● **GOAL OF THE EXERCISE**
Report how many lines of the entries contain the word "barrier", matching case exactly. Give only the number.

-- start --

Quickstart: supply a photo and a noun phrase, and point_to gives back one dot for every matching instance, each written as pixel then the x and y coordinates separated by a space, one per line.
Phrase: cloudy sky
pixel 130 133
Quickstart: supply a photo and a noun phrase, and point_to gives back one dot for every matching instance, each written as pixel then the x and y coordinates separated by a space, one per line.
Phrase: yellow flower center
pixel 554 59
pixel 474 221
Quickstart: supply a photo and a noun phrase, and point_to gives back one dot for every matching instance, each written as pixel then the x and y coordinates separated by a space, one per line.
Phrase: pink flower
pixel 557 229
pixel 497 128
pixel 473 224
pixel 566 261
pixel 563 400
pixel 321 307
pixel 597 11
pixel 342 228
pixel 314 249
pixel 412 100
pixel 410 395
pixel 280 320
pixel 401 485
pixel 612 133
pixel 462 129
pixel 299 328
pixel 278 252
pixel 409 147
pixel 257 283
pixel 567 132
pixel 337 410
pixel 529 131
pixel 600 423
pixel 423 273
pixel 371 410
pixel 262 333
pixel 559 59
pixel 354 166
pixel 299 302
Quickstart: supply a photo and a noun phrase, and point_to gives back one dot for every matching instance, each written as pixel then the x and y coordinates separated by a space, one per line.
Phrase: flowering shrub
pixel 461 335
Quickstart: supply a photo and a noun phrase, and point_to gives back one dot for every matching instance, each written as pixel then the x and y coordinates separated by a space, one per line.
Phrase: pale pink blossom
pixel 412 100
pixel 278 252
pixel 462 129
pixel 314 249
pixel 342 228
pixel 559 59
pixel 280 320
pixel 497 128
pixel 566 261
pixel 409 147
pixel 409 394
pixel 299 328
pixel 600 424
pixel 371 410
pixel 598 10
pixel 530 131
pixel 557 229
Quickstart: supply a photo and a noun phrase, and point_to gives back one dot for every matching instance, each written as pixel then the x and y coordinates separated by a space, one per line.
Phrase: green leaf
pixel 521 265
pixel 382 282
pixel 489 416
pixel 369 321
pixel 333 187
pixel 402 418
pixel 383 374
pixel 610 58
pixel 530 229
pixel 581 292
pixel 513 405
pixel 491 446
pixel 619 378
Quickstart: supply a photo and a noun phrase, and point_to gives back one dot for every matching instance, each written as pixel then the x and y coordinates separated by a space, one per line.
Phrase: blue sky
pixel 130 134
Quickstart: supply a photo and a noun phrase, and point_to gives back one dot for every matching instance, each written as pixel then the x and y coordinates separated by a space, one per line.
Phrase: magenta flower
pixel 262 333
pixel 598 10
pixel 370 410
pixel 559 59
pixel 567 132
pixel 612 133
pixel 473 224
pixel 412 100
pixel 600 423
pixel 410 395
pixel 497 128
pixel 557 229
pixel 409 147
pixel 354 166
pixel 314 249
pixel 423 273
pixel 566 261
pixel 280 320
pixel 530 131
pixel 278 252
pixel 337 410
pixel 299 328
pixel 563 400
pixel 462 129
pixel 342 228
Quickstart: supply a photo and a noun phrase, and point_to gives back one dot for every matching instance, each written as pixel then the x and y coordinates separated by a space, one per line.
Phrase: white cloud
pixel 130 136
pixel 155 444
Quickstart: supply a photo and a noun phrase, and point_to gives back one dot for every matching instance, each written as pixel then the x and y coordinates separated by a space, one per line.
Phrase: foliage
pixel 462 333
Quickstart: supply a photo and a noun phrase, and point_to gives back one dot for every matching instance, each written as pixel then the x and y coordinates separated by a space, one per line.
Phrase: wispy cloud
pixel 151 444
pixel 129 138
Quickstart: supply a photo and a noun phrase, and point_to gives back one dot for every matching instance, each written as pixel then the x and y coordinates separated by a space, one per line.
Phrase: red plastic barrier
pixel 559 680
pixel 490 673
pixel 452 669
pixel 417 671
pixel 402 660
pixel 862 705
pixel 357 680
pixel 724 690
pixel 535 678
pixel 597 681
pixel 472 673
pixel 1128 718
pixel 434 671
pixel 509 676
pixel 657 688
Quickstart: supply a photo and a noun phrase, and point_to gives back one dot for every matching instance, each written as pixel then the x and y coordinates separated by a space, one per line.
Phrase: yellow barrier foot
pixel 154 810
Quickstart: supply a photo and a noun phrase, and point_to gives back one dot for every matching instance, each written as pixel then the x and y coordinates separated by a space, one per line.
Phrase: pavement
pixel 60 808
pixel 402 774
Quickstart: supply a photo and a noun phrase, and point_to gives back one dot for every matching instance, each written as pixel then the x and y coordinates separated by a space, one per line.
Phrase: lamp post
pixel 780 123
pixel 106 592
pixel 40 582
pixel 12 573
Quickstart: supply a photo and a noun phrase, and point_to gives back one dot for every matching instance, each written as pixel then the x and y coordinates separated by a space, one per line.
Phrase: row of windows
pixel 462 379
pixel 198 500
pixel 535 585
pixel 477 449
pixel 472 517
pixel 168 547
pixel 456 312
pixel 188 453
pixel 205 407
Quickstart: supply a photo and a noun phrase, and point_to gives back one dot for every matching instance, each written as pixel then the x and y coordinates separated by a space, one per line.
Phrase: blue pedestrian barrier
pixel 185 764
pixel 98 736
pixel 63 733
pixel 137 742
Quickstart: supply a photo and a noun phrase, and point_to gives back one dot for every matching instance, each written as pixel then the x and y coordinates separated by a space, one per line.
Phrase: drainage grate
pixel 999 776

-- end --

● **RESULT OF THE EXERCISE**
3